Aim of the task:
Report each line of the records where "blue" occurs.

Provided records:
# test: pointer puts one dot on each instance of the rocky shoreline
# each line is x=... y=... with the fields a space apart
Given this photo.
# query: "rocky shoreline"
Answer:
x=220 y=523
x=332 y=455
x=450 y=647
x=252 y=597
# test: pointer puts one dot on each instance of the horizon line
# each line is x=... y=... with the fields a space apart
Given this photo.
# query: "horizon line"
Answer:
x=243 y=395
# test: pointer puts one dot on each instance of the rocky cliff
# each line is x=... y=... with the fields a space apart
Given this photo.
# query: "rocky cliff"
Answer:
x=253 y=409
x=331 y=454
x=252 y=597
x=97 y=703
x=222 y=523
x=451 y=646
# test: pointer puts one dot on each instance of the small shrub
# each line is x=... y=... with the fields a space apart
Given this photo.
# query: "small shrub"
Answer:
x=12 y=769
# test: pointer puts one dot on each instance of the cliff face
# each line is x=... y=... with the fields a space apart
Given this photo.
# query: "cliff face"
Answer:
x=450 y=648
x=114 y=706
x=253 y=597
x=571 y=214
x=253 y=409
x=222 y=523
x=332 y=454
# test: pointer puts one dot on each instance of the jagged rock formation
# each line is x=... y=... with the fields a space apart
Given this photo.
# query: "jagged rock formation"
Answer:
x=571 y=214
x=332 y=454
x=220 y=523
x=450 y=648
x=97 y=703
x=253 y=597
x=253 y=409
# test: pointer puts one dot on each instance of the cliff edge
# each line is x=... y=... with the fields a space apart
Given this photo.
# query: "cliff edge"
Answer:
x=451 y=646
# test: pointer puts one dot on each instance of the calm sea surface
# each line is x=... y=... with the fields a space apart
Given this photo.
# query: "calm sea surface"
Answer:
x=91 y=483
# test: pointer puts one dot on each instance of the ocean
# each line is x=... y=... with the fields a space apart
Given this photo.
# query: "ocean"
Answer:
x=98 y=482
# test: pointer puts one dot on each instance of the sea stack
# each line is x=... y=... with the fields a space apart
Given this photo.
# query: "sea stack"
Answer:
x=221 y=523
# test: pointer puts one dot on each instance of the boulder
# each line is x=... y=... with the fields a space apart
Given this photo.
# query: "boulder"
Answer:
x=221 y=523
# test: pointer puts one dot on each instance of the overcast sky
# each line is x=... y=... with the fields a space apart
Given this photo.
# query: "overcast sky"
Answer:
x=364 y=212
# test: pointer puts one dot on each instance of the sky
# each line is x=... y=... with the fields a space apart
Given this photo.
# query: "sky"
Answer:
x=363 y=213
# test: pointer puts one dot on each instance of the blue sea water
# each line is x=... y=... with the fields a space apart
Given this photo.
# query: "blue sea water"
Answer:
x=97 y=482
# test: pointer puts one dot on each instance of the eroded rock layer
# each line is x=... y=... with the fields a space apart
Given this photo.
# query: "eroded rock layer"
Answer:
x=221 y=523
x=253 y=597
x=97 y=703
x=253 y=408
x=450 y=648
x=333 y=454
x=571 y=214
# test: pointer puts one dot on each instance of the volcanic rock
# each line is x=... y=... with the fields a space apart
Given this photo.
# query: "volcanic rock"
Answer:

Response to the task:
# test: pointer puts one dot on each instance of the blue sea water
# query: "blue sea water"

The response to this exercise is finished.